* _WORK ITEM_: From the Silverado problem list below, retype the part that opens with the words "- Gauges zero" and closes with "the next day.".

* _DOCUMENT EXCERPT_:
_ _ _ _ _ _ _

I too have a black 1999 Silverado Ext. Cab LS 4WD Z71 in TX. I have all the problems listed here.

- Air leaks from rear windows unless air re-circulate is on. I'm about to silicone them shut, since they are awkward and worthless to use... they should have been power windows like the fronts instead of Chevette style pop-outs.

- ABS went at 110K, pulled the fuse.

- E-brake failed, replaced at 110K ($700) now they are pre-worn and will not engage.

- Gauges zero and computer resets, seconds later, back to normal and stealership has no clue why.

- Service 4WD light appears, replaced switch module.

- Security light stays on while driving until the gauges zero and reboot with the seatbelt light flashing for a moment.

-Seatbelt light comes on at random and will go off if I unclick and re-fasten seatbelt.

- Radio started going off for a few minutes or seconds at around 130k sometime it will stay off till the next day.

- Started overheating at 149k miles and had to replace to a fan unit ($450) upgraded to electric.

_ _ _ _ _ _ _

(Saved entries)

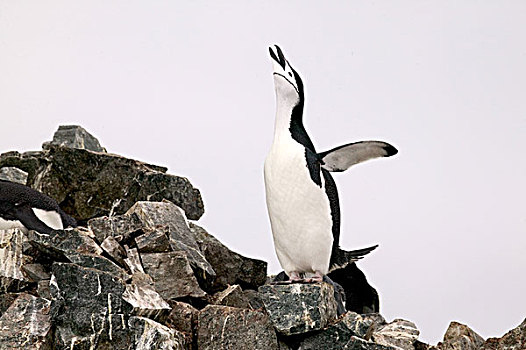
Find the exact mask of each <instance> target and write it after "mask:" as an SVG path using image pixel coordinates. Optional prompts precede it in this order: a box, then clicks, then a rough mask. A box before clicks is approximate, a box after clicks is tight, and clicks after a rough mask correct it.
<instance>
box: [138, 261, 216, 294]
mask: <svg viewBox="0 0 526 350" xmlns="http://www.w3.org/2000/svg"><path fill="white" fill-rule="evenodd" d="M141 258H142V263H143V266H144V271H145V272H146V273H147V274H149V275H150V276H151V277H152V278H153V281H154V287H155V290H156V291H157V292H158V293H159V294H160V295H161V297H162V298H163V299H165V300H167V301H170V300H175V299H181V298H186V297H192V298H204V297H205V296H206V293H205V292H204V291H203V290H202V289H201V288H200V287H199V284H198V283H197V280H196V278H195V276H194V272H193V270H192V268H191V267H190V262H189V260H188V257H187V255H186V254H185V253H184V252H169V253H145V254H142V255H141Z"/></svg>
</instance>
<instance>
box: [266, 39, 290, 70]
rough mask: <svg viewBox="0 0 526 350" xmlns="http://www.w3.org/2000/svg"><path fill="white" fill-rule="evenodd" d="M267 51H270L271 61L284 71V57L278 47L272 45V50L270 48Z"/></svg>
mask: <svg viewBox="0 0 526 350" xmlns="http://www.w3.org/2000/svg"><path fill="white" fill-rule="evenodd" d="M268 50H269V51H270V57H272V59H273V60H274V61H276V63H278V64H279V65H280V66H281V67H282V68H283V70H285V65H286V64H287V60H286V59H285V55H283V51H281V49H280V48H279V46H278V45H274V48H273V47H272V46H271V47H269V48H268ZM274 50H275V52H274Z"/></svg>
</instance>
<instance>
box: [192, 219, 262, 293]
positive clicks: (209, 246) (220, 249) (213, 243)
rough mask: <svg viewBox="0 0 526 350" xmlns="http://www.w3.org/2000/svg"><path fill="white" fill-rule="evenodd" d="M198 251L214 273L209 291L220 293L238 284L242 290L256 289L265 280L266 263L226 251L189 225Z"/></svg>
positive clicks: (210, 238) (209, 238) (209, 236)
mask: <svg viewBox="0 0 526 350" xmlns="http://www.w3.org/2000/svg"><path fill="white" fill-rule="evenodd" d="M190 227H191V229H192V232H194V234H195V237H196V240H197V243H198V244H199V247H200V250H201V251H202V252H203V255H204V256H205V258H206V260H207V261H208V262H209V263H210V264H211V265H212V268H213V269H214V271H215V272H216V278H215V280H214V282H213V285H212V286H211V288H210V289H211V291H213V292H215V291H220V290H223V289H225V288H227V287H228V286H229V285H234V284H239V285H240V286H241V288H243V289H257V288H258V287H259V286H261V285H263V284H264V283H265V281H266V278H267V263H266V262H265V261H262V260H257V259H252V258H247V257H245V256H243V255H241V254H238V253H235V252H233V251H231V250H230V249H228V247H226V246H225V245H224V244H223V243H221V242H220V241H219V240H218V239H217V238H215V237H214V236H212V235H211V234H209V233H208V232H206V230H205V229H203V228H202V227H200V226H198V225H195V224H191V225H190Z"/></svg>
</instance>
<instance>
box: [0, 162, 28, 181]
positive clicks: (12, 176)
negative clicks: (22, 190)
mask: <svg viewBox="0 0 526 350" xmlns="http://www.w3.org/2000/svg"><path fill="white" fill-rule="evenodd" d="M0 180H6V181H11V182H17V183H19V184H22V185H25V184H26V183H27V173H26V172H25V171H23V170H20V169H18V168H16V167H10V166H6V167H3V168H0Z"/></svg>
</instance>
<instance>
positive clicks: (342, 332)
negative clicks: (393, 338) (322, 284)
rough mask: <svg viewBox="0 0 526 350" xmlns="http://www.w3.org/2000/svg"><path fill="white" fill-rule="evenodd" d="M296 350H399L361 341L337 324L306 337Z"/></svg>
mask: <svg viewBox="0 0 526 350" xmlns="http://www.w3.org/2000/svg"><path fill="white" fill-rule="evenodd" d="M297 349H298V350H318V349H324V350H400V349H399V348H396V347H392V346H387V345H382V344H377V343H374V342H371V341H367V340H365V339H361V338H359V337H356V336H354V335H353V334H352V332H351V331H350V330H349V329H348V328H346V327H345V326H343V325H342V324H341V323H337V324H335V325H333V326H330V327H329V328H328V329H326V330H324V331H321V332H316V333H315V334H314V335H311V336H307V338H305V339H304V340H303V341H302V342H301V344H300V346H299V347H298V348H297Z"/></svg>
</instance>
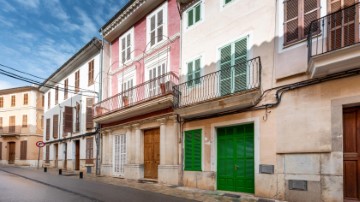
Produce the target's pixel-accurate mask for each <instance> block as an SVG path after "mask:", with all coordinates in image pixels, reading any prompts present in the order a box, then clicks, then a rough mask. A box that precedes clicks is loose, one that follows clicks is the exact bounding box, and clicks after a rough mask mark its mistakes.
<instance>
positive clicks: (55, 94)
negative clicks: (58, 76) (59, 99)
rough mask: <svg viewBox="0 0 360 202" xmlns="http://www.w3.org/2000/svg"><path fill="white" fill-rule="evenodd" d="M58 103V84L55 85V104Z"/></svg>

_ _ _ _ _ _ _

* _SOLUTION TO THIS EXERCISE_:
- Gauges zero and computer resets, seconds later, back to normal and stealership has no clue why.

- Service 4WD light appears, replaced switch module.

- Security light stays on while driving until the gauges zero and reboot with the seatbelt light flashing for a moment.

-Seatbelt light comes on at random and will go off if I unclick and re-fasten seatbelt.

- Radio started going off for a few minutes or seconds at around 130k sometime it will stay off till the next day.